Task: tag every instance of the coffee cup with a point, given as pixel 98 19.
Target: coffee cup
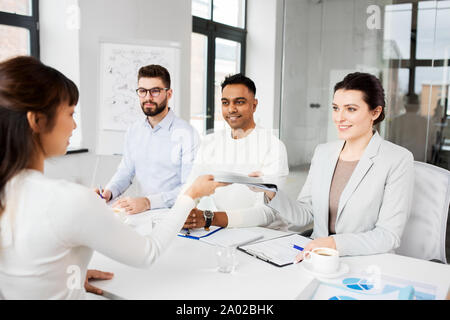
pixel 322 260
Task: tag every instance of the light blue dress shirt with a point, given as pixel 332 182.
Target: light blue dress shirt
pixel 161 158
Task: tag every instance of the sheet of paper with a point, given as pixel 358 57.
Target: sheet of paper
pixel 279 250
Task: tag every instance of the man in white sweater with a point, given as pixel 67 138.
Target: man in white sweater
pixel 243 148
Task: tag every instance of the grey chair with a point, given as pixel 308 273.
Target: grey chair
pixel 425 230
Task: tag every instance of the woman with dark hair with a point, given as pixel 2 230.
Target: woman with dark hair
pixel 49 228
pixel 358 191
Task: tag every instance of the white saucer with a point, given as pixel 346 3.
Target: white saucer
pixel 343 269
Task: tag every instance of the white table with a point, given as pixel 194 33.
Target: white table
pixel 187 270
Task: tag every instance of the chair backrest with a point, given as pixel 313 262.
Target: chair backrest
pixel 424 234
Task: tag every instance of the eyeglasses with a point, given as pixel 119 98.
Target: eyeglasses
pixel 154 92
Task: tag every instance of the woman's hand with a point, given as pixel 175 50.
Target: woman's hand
pixel 327 242
pixel 269 194
pixel 96 274
pixel 203 186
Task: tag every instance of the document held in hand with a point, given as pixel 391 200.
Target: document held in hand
pixel 264 182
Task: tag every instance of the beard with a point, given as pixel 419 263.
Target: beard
pixel 149 112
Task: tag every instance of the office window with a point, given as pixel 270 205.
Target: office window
pixel 397 31
pixel 428 42
pixel 19 28
pixel 218 49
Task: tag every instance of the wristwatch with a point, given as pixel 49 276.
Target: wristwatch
pixel 209 215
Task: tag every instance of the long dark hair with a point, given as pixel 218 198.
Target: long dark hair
pixel 26 85
pixel 370 86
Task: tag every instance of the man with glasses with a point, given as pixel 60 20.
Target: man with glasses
pixel 159 150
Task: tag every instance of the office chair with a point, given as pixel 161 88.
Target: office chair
pixel 424 234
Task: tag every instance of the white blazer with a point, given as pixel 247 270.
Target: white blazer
pixel 374 205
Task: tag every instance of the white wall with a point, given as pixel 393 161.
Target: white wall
pixel 321 39
pixel 59 41
pixel 160 20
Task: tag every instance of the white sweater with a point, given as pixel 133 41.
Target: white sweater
pixel 50 229
pixel 259 151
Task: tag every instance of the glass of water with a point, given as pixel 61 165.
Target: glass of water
pixel 226 258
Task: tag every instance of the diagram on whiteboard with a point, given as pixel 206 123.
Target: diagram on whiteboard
pixel 119 66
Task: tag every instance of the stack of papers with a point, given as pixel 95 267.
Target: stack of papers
pixel 264 182
pixel 279 251
pixel 222 236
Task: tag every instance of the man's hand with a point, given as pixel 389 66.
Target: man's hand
pixel 195 219
pixel 133 205
pixel 269 194
pixel 105 194
pixel 96 274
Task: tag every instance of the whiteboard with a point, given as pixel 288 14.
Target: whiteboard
pixel 118 102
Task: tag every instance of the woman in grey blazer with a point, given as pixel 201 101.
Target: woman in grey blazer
pixel 358 191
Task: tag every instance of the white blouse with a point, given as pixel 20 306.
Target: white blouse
pixel 50 228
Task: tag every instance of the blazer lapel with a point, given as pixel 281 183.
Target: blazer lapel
pixel 329 165
pixel 363 166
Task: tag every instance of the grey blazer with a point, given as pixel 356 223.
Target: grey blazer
pixel 374 205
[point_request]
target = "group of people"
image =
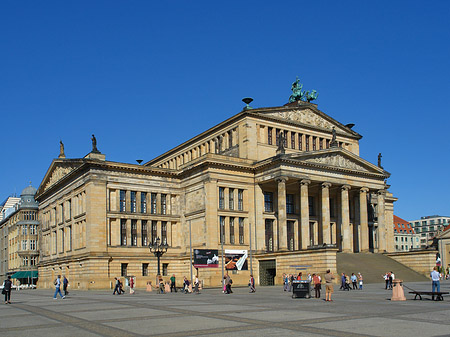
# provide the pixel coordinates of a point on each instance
(388, 278)
(353, 282)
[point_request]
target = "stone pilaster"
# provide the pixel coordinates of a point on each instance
(304, 213)
(281, 221)
(345, 216)
(325, 214)
(363, 220)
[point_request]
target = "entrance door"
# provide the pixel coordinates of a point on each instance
(267, 272)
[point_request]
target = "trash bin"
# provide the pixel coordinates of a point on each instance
(301, 289)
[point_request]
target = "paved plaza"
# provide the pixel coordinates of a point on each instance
(268, 312)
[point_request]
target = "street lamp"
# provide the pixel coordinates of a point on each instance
(158, 249)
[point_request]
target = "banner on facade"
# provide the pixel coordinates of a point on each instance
(236, 259)
(206, 258)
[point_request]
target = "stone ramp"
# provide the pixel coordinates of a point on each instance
(372, 266)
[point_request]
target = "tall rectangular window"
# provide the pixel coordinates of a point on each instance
(221, 198)
(231, 230)
(290, 208)
(153, 203)
(145, 269)
(143, 202)
(269, 235)
(123, 201)
(144, 233)
(268, 201)
(241, 231)
(133, 201)
(134, 232)
(164, 232)
(124, 269)
(290, 235)
(154, 230)
(221, 229)
(240, 200)
(123, 232)
(231, 198)
(163, 204)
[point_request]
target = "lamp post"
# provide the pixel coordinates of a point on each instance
(158, 249)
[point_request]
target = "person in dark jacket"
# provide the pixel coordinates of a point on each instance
(7, 286)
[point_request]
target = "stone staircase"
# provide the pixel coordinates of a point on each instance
(372, 266)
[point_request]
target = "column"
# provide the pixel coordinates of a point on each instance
(381, 222)
(281, 223)
(325, 214)
(304, 213)
(345, 216)
(363, 220)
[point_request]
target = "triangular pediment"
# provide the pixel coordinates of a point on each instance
(307, 114)
(338, 158)
(59, 169)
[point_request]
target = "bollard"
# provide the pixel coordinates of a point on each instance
(397, 291)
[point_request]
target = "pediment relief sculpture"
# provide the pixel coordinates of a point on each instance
(337, 161)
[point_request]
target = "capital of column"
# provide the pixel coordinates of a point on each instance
(305, 182)
(326, 185)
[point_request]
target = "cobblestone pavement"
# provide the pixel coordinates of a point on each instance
(268, 312)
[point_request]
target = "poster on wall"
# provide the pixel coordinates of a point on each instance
(206, 258)
(236, 259)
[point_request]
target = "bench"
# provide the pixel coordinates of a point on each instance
(438, 294)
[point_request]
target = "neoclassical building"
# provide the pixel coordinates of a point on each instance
(286, 184)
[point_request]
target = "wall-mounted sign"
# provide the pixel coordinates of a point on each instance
(206, 258)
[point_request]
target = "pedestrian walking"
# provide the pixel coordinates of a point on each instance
(7, 286)
(251, 284)
(65, 285)
(173, 284)
(57, 284)
(329, 277)
(435, 282)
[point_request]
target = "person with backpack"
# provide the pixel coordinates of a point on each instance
(7, 286)
(57, 284)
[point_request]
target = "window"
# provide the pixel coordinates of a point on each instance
(241, 231)
(232, 230)
(231, 198)
(164, 232)
(290, 235)
(240, 200)
(145, 269)
(123, 232)
(269, 235)
(311, 205)
(221, 198)
(143, 202)
(124, 267)
(268, 201)
(163, 204)
(290, 204)
(153, 203)
(221, 229)
(123, 200)
(134, 232)
(144, 233)
(154, 230)
(133, 201)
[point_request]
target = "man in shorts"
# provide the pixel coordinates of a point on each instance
(329, 277)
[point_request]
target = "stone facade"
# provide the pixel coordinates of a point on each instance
(291, 201)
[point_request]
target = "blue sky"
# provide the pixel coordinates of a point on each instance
(124, 70)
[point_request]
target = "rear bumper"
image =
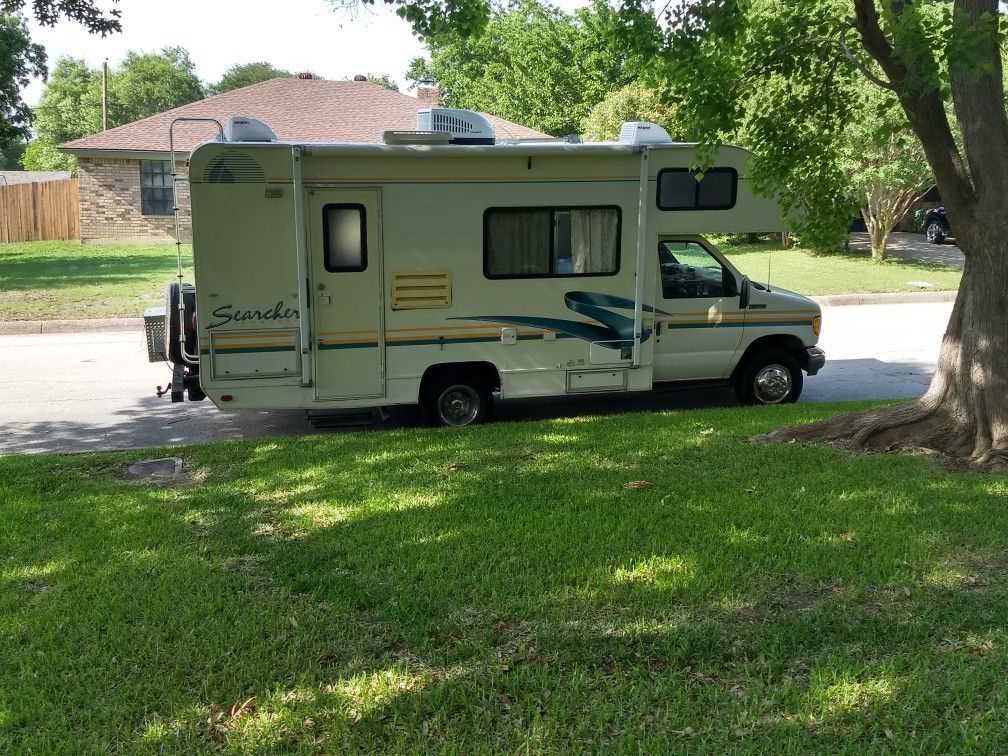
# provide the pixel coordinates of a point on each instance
(814, 360)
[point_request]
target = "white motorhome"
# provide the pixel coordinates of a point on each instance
(444, 267)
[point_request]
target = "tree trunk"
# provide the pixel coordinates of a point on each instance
(878, 234)
(964, 414)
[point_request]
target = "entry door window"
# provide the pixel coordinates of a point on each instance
(689, 271)
(345, 238)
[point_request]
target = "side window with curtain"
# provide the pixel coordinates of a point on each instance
(546, 242)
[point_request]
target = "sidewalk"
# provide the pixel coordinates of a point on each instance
(17, 328)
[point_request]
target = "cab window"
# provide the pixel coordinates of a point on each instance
(689, 271)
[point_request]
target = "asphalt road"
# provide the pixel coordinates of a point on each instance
(78, 392)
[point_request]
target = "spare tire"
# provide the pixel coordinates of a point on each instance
(171, 346)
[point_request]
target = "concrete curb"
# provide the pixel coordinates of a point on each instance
(11, 328)
(895, 297)
(103, 325)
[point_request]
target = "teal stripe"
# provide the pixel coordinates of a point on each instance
(250, 350)
(364, 345)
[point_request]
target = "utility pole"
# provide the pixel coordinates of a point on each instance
(105, 95)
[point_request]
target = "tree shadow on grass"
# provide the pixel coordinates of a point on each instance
(26, 272)
(474, 591)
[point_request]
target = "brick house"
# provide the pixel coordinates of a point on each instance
(125, 173)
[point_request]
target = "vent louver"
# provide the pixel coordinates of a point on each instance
(421, 289)
(234, 167)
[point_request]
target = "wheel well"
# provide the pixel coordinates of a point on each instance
(485, 371)
(778, 343)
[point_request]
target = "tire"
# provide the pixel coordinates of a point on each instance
(769, 378)
(934, 232)
(171, 346)
(458, 400)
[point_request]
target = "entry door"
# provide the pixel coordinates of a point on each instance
(700, 329)
(346, 292)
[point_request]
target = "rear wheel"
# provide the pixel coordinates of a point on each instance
(769, 378)
(458, 400)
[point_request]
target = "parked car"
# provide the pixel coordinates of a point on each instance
(932, 224)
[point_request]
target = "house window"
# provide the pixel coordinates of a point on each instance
(679, 190)
(155, 187)
(345, 238)
(545, 242)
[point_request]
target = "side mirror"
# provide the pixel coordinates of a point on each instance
(728, 284)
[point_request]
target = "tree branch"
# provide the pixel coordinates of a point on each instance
(924, 111)
(980, 109)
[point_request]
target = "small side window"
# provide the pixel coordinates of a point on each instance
(679, 190)
(345, 238)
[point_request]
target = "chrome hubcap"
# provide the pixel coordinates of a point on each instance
(772, 384)
(459, 405)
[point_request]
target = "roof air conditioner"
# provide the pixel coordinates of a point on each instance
(641, 132)
(465, 126)
(245, 129)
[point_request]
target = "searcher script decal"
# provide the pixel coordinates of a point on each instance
(228, 313)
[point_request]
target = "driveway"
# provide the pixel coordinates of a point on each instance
(79, 392)
(913, 247)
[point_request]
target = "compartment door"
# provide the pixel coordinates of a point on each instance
(346, 292)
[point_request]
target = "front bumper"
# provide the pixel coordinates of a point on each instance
(814, 360)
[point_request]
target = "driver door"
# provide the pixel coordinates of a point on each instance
(699, 326)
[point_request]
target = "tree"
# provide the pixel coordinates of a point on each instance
(384, 80)
(885, 165)
(41, 154)
(632, 103)
(71, 106)
(244, 75)
(86, 12)
(152, 83)
(922, 53)
(797, 59)
(532, 64)
(20, 59)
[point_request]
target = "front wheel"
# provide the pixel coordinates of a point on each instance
(461, 400)
(769, 378)
(934, 232)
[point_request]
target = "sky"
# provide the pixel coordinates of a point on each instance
(291, 34)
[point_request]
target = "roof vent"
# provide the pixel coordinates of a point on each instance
(245, 129)
(641, 132)
(465, 126)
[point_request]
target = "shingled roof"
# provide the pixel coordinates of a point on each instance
(302, 110)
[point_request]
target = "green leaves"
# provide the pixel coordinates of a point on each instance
(536, 65)
(20, 60)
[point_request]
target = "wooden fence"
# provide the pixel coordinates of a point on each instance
(40, 211)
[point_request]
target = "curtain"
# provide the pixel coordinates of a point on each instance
(518, 242)
(593, 240)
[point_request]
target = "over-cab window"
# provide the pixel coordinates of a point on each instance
(345, 238)
(545, 242)
(679, 190)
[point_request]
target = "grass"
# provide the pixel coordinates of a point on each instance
(67, 280)
(501, 589)
(835, 273)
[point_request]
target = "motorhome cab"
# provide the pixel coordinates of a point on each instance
(443, 267)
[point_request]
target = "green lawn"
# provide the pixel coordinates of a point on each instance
(67, 280)
(835, 273)
(502, 589)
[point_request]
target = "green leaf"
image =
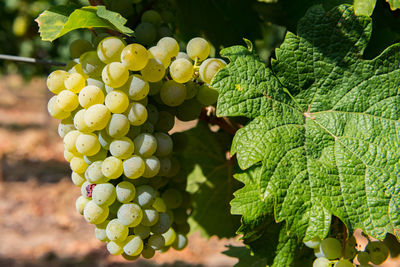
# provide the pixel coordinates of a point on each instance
(325, 129)
(59, 20)
(210, 181)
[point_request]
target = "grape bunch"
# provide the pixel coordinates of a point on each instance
(330, 253)
(117, 103)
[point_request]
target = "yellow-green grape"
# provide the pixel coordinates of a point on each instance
(198, 48)
(115, 74)
(116, 101)
(109, 49)
(55, 111)
(91, 64)
(137, 87)
(116, 231)
(181, 70)
(87, 144)
(94, 173)
(104, 194)
(67, 100)
(133, 245)
(94, 213)
(207, 95)
(78, 47)
(160, 54)
(133, 167)
(134, 57)
(97, 116)
(75, 82)
(209, 68)
(55, 81)
(77, 179)
(112, 167)
(78, 165)
(122, 148)
(126, 192)
(154, 70)
(137, 114)
(170, 45)
(118, 126)
(80, 204)
(172, 93)
(90, 95)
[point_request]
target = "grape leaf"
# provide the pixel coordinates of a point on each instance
(325, 128)
(59, 20)
(210, 180)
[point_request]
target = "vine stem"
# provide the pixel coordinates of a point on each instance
(31, 60)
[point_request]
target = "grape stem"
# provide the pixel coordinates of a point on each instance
(208, 114)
---*---
Show the lines above that include "leaf".

target = "green leaf"
target = "grape leaf"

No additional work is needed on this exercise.